WHAT IS REQUIRED ▸
Print all entries word for word.

Recorded data ▸
┌──

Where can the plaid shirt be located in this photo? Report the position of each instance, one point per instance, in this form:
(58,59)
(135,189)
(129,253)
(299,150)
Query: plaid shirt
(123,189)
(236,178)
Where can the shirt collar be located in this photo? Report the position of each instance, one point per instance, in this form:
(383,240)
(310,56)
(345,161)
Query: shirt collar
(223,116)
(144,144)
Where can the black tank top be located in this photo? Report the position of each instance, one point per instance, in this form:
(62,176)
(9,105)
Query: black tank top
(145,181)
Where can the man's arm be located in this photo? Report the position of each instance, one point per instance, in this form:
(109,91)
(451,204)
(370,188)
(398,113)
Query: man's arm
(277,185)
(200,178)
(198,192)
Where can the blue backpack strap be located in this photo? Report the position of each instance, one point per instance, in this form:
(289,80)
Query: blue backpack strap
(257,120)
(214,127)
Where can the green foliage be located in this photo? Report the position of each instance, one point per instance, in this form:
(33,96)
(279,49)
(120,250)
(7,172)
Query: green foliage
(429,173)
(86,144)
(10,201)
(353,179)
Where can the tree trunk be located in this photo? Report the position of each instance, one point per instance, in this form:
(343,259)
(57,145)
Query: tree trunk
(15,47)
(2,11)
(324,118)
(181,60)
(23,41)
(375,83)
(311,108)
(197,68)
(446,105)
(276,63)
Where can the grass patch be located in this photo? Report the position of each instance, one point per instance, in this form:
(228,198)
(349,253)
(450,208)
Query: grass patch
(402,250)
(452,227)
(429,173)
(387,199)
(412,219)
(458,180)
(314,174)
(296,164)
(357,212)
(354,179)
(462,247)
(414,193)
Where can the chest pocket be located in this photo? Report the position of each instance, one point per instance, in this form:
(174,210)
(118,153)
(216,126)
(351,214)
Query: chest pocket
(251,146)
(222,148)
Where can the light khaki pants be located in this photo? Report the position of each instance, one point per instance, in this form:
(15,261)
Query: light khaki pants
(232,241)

└──

RESULT OF THIS EXERCISE ▸
Where can the plaid shirt be located in this photo? Report the position of each instance, one point per instance, in this form:
(58,59)
(135,189)
(129,253)
(299,150)
Query: plaid shirt
(123,189)
(236,178)
Where can the shirt collar be located in this photo? Report the position of each instance, one point per instance, in this form:
(383,240)
(310,56)
(345,161)
Query: shirt collar
(223,116)
(144,144)
Where can the black tank top be located in this photo? Report the position of each instance, one point per instance, in this form:
(62,176)
(9,105)
Query: black tank top
(145,181)
Where can the man's arm be located in this photo? Report the position of each instance, one point per instance, in this form:
(109,91)
(451,204)
(370,188)
(398,113)
Query: man's arm
(277,185)
(200,178)
(198,192)
Where can the blue backpack strap be located in this photo? Report the position of each instance, one point per instance, in this form:
(289,80)
Query: blue backpack strap
(257,120)
(214,127)
Where can the green foliage be located in this photo? Report the position of each instance, one point per instance, in this form:
(33,96)
(279,49)
(120,250)
(7,172)
Query: green foliage
(429,173)
(86,144)
(10,201)
(353,179)
Where can the tree trunk be located in this photo? Report the position of each instance, one point per instance, in this form:
(343,259)
(57,145)
Query: tree trunk
(15,47)
(2,11)
(324,118)
(181,60)
(23,41)
(375,83)
(311,108)
(197,68)
(446,105)
(276,63)
Where can the grass patch be located in this photo? Report the position of each instance, one point per instance, in this form:
(228,198)
(349,253)
(450,208)
Query: grass patch
(402,250)
(452,227)
(429,173)
(387,199)
(412,219)
(458,180)
(314,174)
(296,164)
(357,212)
(354,179)
(462,247)
(414,193)
Where can the chest pocket be located in this photo? Report the position of each instance, one point per instance, in this form:
(174,210)
(118,153)
(216,126)
(351,214)
Query: chest pocket
(251,146)
(222,148)
Where can the light khaki pants be located in this photo? Report the position of each instance, one point per instance, in this form:
(15,261)
Query: light khaki pants
(232,241)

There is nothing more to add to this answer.